▸ STORED ROWS:
***

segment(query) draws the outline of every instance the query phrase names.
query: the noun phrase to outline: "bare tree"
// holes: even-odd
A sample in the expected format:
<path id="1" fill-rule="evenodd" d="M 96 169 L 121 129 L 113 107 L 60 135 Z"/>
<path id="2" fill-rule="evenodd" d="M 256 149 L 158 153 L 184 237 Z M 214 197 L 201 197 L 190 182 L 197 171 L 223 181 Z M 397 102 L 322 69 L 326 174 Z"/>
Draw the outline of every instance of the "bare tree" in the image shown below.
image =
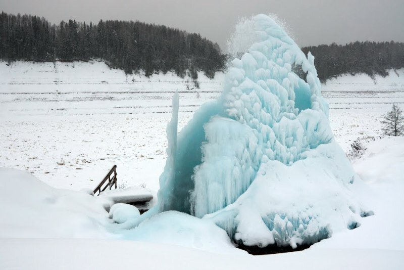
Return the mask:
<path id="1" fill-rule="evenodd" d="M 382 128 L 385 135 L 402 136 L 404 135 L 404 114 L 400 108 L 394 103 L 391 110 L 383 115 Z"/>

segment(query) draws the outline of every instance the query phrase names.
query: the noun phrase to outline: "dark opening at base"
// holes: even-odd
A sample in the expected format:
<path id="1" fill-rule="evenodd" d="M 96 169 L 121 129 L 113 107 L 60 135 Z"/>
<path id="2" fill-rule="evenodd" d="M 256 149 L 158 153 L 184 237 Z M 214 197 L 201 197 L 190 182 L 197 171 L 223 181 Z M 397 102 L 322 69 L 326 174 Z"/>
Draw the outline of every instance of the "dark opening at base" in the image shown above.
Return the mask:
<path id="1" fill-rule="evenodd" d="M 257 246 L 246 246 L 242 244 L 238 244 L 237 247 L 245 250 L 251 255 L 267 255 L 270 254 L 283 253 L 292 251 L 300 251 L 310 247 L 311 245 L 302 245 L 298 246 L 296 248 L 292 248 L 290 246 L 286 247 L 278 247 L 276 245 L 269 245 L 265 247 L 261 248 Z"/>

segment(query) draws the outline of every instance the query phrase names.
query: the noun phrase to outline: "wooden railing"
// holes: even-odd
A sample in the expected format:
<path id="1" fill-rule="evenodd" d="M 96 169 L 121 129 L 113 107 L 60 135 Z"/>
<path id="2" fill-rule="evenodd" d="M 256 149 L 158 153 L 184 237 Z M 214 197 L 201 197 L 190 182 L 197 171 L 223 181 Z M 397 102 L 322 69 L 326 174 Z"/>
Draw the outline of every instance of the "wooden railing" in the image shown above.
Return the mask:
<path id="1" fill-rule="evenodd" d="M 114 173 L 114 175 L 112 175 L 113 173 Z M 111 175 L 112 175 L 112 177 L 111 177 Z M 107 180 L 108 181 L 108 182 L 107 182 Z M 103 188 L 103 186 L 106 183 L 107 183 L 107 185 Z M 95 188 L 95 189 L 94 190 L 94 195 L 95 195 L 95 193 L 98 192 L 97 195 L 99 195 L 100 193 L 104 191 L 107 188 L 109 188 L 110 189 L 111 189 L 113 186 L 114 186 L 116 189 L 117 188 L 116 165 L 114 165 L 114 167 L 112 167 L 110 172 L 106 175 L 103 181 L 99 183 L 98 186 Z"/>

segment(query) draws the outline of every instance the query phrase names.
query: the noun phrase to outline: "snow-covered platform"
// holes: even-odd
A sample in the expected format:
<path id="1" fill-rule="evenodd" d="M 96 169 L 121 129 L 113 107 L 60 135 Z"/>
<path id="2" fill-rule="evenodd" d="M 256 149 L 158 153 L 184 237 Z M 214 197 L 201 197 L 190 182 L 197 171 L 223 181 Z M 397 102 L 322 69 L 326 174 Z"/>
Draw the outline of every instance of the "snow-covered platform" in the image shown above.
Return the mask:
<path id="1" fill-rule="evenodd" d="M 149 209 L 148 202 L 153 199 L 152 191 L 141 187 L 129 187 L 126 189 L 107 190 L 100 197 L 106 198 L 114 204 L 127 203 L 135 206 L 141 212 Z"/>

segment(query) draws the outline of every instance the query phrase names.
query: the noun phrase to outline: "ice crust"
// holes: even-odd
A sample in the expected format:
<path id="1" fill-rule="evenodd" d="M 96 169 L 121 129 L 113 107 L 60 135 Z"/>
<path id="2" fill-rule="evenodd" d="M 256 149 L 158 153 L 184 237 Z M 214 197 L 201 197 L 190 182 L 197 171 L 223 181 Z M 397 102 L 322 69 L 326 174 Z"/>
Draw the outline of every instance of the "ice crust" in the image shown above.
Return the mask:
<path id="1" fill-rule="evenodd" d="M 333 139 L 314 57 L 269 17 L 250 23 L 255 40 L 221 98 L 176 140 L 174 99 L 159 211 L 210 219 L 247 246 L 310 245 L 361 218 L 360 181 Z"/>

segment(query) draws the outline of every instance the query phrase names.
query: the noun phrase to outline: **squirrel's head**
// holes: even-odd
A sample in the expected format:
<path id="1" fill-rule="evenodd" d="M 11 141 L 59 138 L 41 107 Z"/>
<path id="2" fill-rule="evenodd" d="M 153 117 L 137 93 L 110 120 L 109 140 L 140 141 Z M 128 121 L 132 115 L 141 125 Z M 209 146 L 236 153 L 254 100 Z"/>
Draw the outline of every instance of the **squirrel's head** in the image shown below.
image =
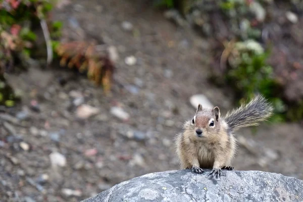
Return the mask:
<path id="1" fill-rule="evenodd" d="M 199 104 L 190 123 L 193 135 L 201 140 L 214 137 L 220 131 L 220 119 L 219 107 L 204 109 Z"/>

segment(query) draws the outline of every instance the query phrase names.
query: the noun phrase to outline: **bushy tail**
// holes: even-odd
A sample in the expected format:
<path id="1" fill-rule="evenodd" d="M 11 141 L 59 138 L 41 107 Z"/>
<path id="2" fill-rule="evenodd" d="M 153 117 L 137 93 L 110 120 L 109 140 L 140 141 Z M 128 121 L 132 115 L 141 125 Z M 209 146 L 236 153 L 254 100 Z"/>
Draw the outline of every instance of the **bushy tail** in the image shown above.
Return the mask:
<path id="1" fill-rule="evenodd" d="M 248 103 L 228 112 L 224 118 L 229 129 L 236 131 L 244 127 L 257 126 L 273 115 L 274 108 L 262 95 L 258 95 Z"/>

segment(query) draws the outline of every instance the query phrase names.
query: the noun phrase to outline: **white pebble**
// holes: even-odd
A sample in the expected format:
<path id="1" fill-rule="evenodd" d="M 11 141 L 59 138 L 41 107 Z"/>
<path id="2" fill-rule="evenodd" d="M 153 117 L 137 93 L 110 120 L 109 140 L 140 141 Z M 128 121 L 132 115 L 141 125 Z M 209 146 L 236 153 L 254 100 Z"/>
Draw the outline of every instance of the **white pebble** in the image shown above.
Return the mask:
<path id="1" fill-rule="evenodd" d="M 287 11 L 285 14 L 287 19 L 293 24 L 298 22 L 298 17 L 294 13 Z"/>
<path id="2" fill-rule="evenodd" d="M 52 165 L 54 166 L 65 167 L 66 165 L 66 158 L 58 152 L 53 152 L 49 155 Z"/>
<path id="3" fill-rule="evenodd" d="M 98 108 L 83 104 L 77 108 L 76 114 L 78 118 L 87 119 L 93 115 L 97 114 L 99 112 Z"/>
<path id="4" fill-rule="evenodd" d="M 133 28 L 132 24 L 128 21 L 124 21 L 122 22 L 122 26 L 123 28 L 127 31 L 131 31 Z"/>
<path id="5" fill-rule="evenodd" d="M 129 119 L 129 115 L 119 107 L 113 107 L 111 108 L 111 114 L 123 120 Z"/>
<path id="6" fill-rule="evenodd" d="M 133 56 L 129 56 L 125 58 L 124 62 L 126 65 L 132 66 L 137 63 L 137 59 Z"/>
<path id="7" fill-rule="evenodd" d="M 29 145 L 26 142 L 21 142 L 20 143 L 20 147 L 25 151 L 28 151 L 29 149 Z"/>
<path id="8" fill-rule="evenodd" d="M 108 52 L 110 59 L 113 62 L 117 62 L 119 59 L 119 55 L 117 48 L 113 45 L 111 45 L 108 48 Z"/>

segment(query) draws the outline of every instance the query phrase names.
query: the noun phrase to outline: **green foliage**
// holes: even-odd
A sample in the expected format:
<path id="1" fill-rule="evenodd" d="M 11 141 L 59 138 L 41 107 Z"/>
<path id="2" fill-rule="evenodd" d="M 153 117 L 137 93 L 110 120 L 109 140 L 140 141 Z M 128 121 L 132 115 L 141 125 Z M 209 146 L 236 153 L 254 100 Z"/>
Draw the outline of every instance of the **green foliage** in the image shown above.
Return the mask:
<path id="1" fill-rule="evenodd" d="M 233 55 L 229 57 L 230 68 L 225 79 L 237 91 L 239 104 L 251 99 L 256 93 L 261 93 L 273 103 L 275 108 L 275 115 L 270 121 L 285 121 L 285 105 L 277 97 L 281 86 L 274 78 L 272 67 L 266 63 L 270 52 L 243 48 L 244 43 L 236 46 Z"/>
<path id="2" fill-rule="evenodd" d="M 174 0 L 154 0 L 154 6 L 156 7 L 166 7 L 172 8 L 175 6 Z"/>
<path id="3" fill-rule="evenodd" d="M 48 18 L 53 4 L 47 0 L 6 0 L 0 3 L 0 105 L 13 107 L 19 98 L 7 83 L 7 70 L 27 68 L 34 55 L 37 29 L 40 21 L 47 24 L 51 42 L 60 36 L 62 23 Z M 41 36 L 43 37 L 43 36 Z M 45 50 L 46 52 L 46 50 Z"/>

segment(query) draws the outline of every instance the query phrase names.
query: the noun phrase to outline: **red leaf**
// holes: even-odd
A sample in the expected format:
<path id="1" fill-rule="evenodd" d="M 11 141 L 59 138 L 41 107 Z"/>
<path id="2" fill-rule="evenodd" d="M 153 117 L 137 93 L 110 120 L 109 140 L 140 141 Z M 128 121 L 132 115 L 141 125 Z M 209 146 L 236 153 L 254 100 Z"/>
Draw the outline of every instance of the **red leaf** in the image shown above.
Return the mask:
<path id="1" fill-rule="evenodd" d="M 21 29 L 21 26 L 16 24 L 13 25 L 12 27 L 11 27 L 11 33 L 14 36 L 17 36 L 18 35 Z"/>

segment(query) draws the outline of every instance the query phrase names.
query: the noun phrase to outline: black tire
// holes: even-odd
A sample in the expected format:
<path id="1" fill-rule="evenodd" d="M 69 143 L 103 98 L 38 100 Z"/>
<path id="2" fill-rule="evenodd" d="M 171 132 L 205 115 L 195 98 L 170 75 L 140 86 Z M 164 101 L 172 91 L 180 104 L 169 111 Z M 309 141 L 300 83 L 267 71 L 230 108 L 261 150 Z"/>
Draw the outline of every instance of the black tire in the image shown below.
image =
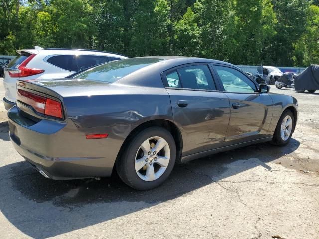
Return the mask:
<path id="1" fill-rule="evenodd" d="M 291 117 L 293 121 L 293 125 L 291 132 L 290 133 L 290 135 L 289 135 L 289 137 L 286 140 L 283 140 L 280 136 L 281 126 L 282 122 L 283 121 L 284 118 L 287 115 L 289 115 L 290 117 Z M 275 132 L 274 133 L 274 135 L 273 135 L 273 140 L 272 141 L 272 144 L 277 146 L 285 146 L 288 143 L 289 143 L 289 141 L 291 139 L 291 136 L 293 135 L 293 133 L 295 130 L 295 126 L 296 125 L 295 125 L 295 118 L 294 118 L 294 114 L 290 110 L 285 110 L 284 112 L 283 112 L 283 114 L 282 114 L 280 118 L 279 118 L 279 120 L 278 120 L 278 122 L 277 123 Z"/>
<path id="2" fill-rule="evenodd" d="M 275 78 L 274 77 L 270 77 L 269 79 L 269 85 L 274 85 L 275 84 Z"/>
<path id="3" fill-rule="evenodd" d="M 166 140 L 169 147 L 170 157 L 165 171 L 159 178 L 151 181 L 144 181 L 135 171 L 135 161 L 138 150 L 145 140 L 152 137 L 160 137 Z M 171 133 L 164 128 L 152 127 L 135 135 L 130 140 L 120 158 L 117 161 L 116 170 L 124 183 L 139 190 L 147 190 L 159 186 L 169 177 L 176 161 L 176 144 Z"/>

***

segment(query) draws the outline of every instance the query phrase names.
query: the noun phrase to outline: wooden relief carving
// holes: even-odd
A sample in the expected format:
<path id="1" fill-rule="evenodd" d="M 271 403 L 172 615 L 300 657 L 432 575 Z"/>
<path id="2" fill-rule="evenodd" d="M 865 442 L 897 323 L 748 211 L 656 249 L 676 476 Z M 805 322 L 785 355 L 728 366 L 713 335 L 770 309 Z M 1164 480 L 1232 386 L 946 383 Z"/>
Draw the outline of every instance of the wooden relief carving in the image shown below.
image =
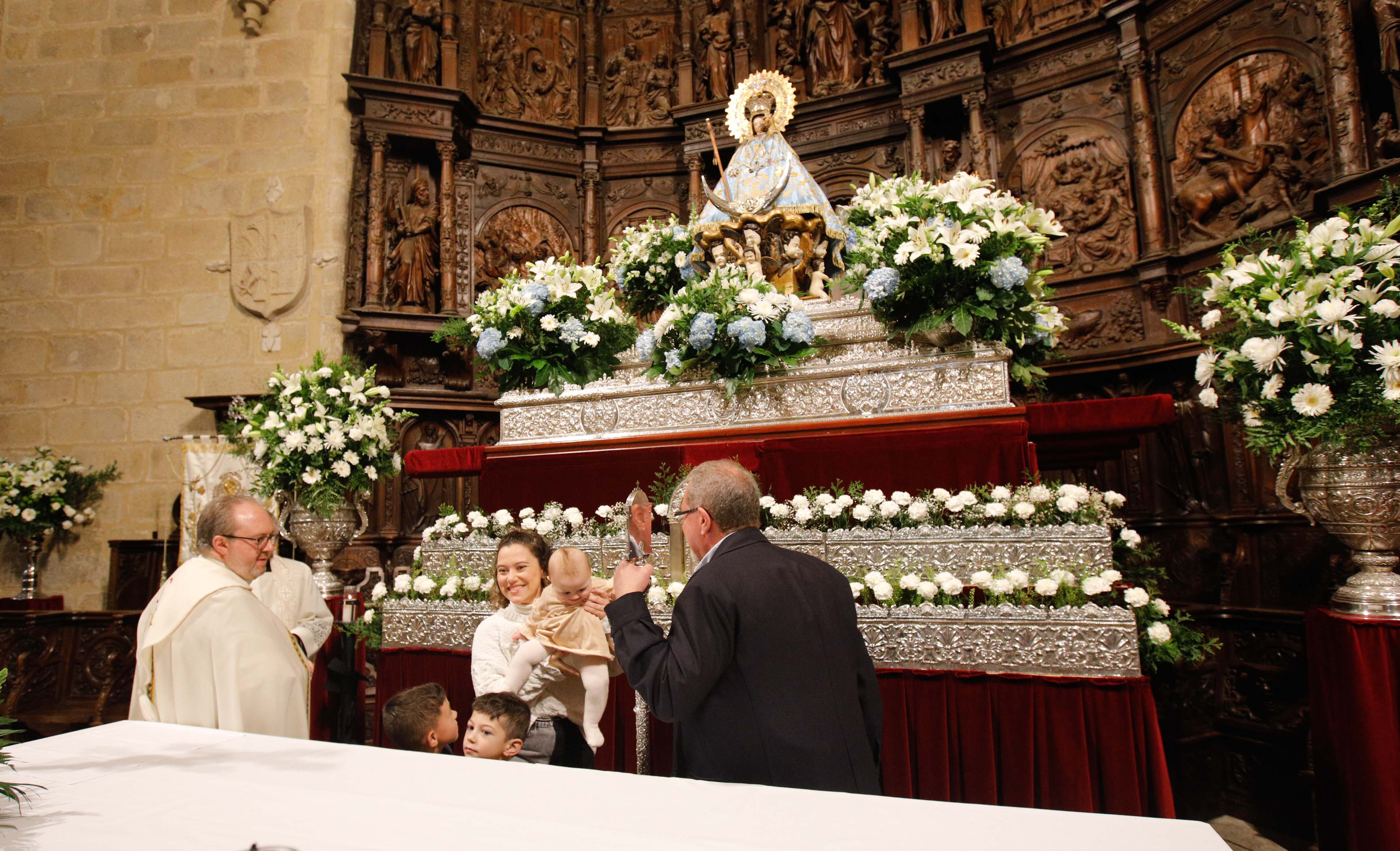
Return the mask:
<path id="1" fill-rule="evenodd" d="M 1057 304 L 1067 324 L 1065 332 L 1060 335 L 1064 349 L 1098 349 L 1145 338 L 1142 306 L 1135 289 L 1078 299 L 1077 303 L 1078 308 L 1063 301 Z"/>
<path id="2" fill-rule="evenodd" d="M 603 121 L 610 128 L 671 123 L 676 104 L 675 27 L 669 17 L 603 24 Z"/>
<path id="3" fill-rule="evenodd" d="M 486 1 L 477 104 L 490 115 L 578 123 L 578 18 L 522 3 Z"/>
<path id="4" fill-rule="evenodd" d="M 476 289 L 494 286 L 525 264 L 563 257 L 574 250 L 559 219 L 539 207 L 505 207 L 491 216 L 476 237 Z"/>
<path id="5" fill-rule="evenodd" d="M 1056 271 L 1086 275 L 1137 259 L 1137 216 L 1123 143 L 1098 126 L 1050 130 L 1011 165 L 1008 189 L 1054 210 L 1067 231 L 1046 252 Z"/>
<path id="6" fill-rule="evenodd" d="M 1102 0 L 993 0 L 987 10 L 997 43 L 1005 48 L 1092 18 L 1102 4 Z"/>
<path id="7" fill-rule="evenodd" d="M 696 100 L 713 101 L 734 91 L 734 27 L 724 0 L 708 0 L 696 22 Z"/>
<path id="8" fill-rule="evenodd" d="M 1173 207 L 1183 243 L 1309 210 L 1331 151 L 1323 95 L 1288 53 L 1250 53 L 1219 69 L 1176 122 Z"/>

***

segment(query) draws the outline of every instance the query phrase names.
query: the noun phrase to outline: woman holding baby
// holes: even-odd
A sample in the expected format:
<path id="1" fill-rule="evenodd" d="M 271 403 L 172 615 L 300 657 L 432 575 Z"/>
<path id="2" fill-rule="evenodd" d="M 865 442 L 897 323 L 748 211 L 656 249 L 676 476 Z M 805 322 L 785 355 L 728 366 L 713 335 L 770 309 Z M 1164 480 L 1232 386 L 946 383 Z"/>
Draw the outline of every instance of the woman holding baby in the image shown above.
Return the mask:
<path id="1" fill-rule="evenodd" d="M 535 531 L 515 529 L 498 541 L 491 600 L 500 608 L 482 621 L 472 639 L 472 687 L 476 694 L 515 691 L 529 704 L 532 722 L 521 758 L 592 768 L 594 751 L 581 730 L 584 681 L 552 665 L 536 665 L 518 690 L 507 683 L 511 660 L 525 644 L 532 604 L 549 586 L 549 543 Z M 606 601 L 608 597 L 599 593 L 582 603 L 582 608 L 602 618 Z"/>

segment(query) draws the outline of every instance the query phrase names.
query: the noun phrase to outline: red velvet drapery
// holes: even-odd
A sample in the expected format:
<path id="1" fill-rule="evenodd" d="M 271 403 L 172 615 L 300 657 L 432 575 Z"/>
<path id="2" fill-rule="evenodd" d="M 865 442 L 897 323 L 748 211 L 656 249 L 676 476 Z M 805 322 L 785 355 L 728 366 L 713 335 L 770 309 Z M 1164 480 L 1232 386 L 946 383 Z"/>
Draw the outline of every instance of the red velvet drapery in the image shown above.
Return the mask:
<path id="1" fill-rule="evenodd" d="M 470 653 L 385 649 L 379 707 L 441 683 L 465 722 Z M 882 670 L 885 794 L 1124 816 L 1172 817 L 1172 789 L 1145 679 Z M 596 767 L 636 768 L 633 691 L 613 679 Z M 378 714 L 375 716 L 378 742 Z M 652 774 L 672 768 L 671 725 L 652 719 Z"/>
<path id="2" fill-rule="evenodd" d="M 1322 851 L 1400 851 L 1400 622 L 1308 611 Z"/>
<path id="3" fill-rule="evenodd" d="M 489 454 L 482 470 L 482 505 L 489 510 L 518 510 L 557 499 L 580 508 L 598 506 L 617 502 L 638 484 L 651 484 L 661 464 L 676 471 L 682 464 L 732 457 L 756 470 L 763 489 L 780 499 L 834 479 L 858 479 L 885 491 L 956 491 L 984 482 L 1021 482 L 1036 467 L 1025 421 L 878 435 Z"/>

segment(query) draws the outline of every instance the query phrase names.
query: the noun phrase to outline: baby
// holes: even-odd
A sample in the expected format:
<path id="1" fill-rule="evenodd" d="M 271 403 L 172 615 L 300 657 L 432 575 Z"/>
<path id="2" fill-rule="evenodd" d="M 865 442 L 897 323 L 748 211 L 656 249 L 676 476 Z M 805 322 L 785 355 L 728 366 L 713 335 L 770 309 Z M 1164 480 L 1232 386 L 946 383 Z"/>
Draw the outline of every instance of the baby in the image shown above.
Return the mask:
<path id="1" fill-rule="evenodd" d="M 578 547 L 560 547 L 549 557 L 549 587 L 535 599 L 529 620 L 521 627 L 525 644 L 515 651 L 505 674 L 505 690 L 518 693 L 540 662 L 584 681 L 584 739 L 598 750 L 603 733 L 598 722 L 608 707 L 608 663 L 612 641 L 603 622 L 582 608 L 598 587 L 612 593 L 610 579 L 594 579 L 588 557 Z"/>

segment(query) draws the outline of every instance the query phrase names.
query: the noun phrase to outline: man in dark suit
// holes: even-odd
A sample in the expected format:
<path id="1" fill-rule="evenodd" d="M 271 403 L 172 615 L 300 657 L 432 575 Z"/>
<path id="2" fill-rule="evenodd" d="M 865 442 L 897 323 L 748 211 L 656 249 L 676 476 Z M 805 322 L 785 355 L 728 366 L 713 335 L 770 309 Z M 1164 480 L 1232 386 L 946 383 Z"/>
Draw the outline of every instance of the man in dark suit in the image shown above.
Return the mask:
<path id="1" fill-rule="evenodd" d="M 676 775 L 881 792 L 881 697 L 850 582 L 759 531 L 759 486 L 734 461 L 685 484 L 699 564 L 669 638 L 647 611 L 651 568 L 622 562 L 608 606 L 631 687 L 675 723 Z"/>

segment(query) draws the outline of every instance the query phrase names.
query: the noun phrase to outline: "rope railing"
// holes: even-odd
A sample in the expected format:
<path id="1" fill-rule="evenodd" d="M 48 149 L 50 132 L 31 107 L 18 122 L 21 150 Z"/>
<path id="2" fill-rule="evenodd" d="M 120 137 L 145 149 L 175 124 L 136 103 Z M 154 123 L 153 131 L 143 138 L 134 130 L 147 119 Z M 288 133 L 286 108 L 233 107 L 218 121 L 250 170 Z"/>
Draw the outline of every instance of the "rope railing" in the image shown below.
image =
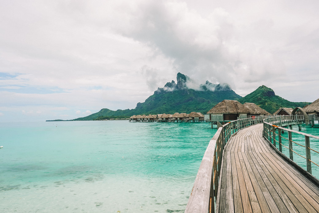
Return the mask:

***

▸ TASK OBJECTIVE:
Pull out each line of the material above that contains the word "white", and copy those lines unchanged.

▸ FINAL RESULT:
query: the noun phrase to outline: **white pebble**
Draw the outline of every instance of the **white pebble** in the image shown above.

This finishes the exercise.